_Task goal:_
The lines to be set down run from the line containing "sandal in the photo above." through the final line of the data below; print them exactly and print nothing else.
◆ ◆ ◆ ◆ ◆
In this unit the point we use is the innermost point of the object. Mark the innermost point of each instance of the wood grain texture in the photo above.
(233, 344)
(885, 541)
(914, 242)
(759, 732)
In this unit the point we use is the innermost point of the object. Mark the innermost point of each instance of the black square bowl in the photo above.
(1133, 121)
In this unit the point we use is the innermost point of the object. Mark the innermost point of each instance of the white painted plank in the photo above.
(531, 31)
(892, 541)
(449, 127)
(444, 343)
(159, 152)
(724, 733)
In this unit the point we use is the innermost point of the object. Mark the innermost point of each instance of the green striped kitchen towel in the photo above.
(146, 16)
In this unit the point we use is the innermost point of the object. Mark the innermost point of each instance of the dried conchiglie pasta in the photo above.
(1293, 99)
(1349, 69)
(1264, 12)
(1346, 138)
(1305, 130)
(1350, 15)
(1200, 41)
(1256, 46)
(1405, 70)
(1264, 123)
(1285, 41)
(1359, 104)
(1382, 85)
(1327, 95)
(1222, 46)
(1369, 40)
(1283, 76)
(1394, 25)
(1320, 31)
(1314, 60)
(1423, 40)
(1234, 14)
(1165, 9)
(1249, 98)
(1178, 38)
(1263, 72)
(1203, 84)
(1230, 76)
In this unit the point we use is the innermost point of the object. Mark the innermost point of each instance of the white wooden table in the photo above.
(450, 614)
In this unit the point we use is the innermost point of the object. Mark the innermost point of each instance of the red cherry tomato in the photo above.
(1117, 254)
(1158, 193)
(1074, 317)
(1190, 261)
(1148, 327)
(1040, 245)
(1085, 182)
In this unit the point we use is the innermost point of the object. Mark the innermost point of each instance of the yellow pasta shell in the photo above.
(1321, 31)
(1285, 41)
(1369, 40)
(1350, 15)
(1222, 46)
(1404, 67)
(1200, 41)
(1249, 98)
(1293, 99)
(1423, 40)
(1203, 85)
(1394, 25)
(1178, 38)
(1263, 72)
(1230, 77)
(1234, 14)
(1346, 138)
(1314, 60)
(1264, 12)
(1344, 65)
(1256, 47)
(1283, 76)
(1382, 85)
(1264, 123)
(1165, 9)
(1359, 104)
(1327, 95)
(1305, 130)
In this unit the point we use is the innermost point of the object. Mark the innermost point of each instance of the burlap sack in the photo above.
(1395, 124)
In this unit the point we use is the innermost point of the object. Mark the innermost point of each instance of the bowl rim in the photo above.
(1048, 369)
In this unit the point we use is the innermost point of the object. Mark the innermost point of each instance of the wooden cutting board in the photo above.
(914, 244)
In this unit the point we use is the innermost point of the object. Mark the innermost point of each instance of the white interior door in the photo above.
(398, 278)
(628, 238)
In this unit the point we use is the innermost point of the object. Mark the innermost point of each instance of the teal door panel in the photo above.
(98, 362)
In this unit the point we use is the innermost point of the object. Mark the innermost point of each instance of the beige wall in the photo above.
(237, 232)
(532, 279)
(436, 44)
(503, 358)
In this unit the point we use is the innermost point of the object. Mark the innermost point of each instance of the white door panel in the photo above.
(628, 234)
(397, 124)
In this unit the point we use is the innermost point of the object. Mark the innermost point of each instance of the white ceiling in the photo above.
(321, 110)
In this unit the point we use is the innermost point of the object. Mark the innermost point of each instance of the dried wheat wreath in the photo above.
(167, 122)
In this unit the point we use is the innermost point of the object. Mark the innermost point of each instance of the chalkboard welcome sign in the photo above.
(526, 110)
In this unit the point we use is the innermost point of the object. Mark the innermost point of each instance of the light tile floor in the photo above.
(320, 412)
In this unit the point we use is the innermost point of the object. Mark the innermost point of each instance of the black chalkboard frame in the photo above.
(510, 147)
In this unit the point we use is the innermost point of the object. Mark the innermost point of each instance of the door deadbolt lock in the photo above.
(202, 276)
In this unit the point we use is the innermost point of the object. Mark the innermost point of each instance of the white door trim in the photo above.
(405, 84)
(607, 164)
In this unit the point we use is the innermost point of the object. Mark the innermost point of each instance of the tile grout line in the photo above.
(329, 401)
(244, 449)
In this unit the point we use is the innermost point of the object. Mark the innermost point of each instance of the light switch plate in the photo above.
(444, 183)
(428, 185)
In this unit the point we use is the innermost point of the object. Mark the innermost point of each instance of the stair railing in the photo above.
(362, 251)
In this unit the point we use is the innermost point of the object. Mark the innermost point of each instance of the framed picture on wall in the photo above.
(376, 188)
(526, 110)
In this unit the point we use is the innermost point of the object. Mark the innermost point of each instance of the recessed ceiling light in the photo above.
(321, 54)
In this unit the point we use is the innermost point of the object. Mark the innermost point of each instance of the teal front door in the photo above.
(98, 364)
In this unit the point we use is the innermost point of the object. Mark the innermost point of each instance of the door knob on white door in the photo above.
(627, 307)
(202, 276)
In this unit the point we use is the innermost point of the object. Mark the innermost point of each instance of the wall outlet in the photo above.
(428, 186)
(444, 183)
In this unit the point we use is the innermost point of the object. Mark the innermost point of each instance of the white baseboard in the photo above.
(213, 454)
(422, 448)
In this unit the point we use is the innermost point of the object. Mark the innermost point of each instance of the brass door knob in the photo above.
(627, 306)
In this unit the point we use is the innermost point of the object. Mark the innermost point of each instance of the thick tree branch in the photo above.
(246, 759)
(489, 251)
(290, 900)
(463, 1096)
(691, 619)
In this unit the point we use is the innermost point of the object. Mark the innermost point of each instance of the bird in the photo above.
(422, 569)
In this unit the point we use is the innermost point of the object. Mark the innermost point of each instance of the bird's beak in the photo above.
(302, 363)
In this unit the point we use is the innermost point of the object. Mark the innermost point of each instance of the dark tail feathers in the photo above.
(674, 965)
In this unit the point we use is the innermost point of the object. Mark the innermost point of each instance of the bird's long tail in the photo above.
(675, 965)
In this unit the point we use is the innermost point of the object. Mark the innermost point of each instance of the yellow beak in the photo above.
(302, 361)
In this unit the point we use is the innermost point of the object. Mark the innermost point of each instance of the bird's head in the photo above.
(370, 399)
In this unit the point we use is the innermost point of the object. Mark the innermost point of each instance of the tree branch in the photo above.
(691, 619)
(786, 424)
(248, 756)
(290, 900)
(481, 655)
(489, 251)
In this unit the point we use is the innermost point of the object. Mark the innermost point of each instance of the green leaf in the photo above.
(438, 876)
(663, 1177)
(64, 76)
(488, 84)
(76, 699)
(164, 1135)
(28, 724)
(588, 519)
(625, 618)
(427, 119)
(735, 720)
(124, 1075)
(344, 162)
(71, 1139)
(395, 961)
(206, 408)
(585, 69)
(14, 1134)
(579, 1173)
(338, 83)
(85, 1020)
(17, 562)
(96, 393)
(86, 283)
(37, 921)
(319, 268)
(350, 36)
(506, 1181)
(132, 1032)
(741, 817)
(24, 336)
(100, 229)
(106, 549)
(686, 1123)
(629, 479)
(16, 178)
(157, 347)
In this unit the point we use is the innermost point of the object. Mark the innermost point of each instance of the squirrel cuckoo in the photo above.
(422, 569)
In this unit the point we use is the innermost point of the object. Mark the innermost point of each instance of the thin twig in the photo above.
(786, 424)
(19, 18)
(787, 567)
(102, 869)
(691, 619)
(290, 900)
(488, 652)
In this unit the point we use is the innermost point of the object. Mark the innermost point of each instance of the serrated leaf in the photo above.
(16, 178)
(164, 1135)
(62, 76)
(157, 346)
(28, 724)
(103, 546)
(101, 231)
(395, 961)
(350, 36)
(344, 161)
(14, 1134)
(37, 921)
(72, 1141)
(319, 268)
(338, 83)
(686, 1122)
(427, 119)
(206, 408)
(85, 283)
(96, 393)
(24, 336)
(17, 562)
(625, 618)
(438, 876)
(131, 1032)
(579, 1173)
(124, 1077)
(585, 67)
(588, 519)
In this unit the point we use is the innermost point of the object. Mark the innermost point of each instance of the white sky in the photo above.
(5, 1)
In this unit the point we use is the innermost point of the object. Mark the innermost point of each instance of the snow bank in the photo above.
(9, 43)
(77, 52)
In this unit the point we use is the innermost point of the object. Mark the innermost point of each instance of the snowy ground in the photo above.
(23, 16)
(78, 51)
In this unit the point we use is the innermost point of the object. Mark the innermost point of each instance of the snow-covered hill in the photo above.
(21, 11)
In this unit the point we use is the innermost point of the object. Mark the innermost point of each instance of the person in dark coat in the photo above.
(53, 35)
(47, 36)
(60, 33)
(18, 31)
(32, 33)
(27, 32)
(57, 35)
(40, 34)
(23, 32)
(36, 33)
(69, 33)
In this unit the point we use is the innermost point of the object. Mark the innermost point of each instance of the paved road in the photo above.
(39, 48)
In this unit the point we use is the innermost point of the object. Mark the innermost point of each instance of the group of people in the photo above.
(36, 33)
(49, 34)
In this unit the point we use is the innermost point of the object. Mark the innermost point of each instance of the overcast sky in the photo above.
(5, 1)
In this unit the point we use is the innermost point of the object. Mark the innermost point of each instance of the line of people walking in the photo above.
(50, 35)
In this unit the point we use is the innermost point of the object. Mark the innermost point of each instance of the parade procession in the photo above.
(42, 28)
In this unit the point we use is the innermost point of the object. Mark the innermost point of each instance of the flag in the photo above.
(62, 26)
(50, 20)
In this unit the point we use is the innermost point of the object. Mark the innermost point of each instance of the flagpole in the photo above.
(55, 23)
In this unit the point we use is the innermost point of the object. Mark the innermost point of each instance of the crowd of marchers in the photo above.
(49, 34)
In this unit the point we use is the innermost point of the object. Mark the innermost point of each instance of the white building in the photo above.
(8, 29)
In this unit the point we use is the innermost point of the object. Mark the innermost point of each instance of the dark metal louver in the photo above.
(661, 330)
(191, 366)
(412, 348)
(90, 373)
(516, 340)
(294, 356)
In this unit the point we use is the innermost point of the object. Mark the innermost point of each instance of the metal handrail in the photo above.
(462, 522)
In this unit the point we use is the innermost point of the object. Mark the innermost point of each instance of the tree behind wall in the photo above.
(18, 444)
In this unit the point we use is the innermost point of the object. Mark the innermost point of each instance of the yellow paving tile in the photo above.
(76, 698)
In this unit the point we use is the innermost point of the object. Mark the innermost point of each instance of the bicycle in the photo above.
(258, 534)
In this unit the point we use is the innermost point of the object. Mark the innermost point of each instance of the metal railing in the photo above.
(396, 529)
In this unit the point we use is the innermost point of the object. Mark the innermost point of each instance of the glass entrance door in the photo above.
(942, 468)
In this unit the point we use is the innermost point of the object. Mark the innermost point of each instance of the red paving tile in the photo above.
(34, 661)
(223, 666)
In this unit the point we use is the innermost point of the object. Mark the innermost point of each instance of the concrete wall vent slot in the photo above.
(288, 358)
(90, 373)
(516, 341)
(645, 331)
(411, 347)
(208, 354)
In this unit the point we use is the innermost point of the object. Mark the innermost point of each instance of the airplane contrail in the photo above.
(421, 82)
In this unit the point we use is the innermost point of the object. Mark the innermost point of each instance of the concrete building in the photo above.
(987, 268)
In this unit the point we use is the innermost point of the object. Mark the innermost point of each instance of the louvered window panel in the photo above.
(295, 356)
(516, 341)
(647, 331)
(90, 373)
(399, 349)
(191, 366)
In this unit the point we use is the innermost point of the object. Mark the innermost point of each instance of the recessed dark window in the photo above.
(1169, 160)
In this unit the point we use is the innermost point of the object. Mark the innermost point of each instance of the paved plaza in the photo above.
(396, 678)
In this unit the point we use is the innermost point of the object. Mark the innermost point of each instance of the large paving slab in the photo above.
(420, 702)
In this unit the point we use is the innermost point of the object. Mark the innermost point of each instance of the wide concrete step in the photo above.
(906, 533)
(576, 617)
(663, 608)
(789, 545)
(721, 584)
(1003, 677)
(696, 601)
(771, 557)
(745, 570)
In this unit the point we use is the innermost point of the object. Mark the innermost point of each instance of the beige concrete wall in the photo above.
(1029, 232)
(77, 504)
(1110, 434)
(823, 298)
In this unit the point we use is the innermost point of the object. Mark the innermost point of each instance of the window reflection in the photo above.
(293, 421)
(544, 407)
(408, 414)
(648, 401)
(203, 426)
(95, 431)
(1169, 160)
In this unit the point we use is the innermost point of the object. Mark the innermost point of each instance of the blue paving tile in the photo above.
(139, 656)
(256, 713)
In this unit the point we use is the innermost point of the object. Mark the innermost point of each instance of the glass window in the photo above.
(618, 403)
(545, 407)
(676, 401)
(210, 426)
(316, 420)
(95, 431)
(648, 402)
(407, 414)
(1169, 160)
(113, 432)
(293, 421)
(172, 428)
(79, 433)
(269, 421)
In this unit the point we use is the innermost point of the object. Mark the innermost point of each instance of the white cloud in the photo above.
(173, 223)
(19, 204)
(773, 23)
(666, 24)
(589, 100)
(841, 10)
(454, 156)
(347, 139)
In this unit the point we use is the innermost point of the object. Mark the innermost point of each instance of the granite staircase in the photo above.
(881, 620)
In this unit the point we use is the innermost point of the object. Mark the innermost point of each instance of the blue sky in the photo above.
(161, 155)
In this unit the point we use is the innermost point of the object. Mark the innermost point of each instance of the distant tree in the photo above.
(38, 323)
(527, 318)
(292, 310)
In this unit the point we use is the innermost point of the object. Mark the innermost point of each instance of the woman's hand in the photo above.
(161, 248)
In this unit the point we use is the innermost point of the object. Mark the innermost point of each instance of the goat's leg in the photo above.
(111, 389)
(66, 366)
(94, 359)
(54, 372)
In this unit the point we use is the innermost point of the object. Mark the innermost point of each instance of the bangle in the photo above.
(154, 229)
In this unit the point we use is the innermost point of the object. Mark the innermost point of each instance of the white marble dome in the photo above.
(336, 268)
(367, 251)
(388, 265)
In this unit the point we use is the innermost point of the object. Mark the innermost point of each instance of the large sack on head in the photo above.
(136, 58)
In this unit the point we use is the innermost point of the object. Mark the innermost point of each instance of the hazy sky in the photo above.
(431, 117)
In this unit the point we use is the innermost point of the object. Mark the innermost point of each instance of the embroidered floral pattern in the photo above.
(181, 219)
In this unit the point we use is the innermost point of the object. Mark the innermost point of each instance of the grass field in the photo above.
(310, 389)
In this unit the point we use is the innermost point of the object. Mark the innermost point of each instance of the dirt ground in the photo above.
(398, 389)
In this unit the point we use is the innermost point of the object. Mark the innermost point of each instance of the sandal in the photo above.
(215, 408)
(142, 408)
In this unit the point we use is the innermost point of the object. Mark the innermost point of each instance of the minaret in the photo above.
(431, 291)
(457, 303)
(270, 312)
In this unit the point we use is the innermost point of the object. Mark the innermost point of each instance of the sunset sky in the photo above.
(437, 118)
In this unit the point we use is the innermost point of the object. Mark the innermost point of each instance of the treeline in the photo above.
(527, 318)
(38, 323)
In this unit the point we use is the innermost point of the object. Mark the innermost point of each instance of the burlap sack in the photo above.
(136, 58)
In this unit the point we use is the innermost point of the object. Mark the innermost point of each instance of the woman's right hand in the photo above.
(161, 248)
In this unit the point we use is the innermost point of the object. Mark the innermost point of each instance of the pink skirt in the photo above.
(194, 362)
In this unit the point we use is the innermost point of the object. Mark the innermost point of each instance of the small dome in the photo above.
◆ ◆ ◆ ◆ ◆
_Result for this exercise:_
In this unit the point we use is the innermost point of the object. Mark the innermost point of each instance of the sandal in the photo above.
(215, 408)
(142, 408)
In this unit the point we use is the innermost point of the object. Mark the innermost point of each instance of the minaret in the photo above.
(431, 291)
(457, 303)
(270, 312)
In this unit the point we use is the innermost point of the object. Mark the innermost point of each instance of the sunset sky in the photo above.
(437, 118)
In this unit the point we use is the innermost point of the object. Mark the innermost point of each instance of the treeline in the photo above.
(527, 318)
(38, 323)
In this unit the point we use is the innermost point of the object. Mark the innermost point of each instance of the burlap sack in the photo above.
(136, 58)
In this unit the point we use is the innermost point of the object. Mark the innermost point of each instance of the woman's right hand in the photo above.
(161, 248)
In this unit the point we use is the innermost point of the object. Mark the innermost point of each instance of the pink skirt in the photo above.
(194, 362)
In this unit the point we use is the innermost point of the object. Mark the innermost point of each instance of the small dome in the photo above.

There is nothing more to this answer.